> _WORK TO DO_
Count the lines in the records below that contain the word "vegetation", matching case exactly, and give only the number.

> _PROVIDED RECORDS_
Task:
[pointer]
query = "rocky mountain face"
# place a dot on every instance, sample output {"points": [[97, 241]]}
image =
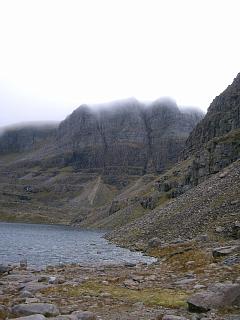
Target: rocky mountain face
{"points": [[127, 137], [215, 142], [25, 138], [75, 171], [204, 187]]}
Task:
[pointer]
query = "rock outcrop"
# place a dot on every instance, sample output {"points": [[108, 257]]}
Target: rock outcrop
{"points": [[127, 137], [26, 137], [215, 142]]}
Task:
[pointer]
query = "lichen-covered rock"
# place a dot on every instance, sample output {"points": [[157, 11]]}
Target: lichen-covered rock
{"points": [[218, 296], [33, 317], [45, 309]]}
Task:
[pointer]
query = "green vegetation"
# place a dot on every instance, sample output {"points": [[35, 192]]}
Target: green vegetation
{"points": [[149, 296]]}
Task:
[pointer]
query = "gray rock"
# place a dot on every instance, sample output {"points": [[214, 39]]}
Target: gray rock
{"points": [[3, 312], [224, 251], [218, 296], [154, 242], [84, 315], [5, 268], [46, 309], [23, 264], [171, 317], [33, 317], [26, 294]]}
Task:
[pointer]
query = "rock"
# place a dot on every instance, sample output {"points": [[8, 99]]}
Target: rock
{"points": [[32, 317], [84, 315], [130, 264], [5, 268], [26, 294], [23, 264], [199, 286], [236, 230], [130, 283], [224, 251], [35, 286], [46, 309], [3, 312], [154, 242], [52, 280], [185, 281], [219, 229], [218, 296], [171, 317]]}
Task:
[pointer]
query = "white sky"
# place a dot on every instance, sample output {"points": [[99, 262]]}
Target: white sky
{"points": [[56, 55]]}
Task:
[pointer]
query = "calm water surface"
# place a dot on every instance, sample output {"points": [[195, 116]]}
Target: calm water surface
{"points": [[45, 245]]}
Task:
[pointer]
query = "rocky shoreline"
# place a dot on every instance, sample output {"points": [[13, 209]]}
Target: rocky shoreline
{"points": [[191, 280]]}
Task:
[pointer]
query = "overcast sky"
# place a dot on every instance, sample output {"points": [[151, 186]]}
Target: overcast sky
{"points": [[56, 55]]}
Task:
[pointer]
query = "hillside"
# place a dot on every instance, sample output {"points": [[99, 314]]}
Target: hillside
{"points": [[81, 171], [207, 189]]}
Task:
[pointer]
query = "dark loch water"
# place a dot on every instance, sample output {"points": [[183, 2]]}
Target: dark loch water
{"points": [[45, 245]]}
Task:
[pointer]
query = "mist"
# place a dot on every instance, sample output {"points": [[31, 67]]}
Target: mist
{"points": [[57, 55]]}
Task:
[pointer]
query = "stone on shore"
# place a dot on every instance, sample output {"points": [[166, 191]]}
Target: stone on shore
{"points": [[219, 296], [3, 311], [84, 315], [172, 317], [224, 251], [45, 309], [32, 317]]}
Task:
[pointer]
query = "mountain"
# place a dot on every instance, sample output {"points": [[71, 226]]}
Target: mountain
{"points": [[205, 184], [78, 172], [26, 137]]}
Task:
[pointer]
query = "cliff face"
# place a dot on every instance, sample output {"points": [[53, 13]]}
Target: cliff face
{"points": [[222, 117], [25, 138], [215, 142], [205, 185], [129, 137]]}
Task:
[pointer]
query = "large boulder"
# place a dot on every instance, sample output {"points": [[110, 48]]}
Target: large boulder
{"points": [[46, 309], [3, 312], [218, 296], [172, 317], [5, 269], [84, 315], [225, 251], [33, 317]]}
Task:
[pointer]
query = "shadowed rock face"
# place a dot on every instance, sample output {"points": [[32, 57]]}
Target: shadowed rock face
{"points": [[128, 137], [25, 138], [215, 142], [222, 117]]}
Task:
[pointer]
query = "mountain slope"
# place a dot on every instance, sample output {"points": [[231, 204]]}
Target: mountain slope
{"points": [[78, 172], [206, 195]]}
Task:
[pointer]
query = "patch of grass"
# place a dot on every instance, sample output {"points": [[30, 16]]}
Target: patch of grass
{"points": [[150, 296], [183, 258]]}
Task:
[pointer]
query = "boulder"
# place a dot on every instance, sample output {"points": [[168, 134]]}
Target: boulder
{"points": [[33, 317], [171, 317], [218, 296], [5, 268], [154, 242], [45, 309], [84, 315], [3, 312], [224, 251]]}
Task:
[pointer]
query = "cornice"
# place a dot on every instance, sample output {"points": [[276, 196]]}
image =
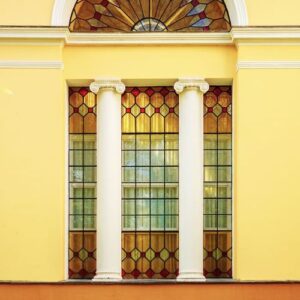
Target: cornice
{"points": [[237, 36]]}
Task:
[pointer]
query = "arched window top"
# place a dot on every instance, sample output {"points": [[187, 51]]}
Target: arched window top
{"points": [[149, 15]]}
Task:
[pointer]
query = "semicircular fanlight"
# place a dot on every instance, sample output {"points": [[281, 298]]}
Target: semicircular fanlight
{"points": [[149, 15]]}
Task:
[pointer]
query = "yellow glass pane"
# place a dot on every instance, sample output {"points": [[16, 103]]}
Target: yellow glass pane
{"points": [[128, 100], [76, 123], [157, 100], [157, 123], [224, 123], [172, 123], [143, 123], [210, 123], [142, 100], [128, 123]]}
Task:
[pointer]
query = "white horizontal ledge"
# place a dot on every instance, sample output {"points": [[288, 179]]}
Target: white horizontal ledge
{"points": [[30, 64], [268, 65]]}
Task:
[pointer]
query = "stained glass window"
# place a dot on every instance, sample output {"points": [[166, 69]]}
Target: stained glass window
{"points": [[149, 15], [150, 183], [218, 182], [82, 183]]}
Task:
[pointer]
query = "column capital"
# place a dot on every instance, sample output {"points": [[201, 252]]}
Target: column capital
{"points": [[107, 83], [184, 83]]}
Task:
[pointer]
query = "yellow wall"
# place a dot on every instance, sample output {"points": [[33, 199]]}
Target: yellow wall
{"points": [[267, 12]]}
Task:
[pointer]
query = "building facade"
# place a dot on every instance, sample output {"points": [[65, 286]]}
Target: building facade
{"points": [[149, 145]]}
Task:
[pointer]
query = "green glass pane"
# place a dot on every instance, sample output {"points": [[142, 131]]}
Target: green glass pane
{"points": [[143, 222], [143, 192], [89, 141], [157, 207], [89, 174], [142, 207], [224, 174], [76, 174], [128, 207], [157, 158], [210, 206], [210, 190], [128, 174], [89, 206], [128, 158], [89, 222], [171, 141], [171, 174], [171, 192], [128, 141], [142, 174], [89, 192], [171, 158], [76, 158], [157, 141], [129, 222], [157, 174], [210, 174], [157, 192], [171, 207], [171, 222], [76, 206], [210, 222], [157, 222], [224, 190], [210, 141], [76, 222], [142, 158], [89, 157], [224, 206], [142, 141], [224, 157], [210, 157], [224, 222], [224, 141]]}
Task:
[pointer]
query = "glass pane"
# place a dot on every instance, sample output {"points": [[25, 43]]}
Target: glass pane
{"points": [[128, 141], [157, 174], [210, 157], [171, 174], [210, 141], [128, 174], [157, 207], [142, 207], [142, 174], [142, 158], [171, 158], [142, 141], [157, 158], [128, 207], [128, 158]]}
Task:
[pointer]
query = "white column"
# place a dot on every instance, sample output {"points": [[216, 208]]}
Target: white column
{"points": [[109, 134], [191, 177]]}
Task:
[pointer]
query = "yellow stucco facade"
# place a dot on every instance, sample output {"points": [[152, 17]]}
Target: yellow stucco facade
{"points": [[33, 130]]}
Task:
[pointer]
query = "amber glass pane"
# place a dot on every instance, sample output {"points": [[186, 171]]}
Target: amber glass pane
{"points": [[217, 181], [149, 15], [82, 183]]}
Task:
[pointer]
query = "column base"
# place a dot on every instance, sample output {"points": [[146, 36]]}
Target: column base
{"points": [[107, 276], [191, 276]]}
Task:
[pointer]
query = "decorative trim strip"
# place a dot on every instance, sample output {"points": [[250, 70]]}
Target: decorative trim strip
{"points": [[268, 65], [30, 64]]}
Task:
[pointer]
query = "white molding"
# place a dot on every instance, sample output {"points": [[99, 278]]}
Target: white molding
{"points": [[62, 10], [279, 64], [31, 64]]}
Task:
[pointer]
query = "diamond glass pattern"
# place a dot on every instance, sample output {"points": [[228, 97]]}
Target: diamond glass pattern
{"points": [[149, 15]]}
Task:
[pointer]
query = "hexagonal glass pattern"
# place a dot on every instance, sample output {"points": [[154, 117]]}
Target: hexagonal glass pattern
{"points": [[149, 15]]}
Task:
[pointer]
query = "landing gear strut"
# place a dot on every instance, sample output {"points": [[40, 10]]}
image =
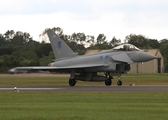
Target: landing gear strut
{"points": [[72, 82], [108, 82], [119, 83]]}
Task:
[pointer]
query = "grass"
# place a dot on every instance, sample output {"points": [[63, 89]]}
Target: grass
{"points": [[55, 80], [83, 106]]}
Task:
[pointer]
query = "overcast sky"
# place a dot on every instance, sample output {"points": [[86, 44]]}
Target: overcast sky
{"points": [[117, 18]]}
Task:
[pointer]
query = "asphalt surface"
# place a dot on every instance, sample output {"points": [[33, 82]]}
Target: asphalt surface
{"points": [[90, 89]]}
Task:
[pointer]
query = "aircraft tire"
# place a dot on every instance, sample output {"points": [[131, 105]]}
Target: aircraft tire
{"points": [[119, 83], [108, 82], [72, 82]]}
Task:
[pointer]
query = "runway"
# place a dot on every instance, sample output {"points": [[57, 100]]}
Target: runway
{"points": [[90, 89]]}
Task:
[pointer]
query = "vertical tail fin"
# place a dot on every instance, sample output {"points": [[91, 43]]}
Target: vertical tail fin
{"points": [[60, 48]]}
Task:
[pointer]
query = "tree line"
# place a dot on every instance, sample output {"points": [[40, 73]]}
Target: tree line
{"points": [[19, 48]]}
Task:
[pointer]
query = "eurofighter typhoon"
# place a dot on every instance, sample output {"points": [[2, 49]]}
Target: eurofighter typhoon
{"points": [[113, 62]]}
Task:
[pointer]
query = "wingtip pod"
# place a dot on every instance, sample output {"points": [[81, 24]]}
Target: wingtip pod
{"points": [[60, 48]]}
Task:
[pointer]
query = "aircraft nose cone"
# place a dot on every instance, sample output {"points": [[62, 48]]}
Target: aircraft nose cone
{"points": [[143, 56]]}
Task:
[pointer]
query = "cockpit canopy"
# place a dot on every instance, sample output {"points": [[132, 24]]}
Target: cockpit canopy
{"points": [[126, 47]]}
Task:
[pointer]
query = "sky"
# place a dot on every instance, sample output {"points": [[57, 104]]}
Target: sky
{"points": [[117, 18]]}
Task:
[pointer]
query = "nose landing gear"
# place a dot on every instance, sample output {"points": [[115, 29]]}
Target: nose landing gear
{"points": [[119, 83]]}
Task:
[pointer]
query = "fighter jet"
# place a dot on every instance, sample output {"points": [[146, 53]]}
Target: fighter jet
{"points": [[113, 62]]}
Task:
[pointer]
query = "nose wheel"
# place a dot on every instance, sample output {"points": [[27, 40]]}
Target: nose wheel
{"points": [[72, 82], [108, 82], [119, 83]]}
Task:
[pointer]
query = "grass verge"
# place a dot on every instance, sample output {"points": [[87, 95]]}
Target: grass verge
{"points": [[83, 106], [62, 80]]}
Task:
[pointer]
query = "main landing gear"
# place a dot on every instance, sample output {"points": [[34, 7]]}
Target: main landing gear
{"points": [[72, 82]]}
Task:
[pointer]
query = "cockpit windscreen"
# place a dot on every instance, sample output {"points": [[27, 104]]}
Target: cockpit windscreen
{"points": [[126, 47]]}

> _EXERCISE OUTPUT_
2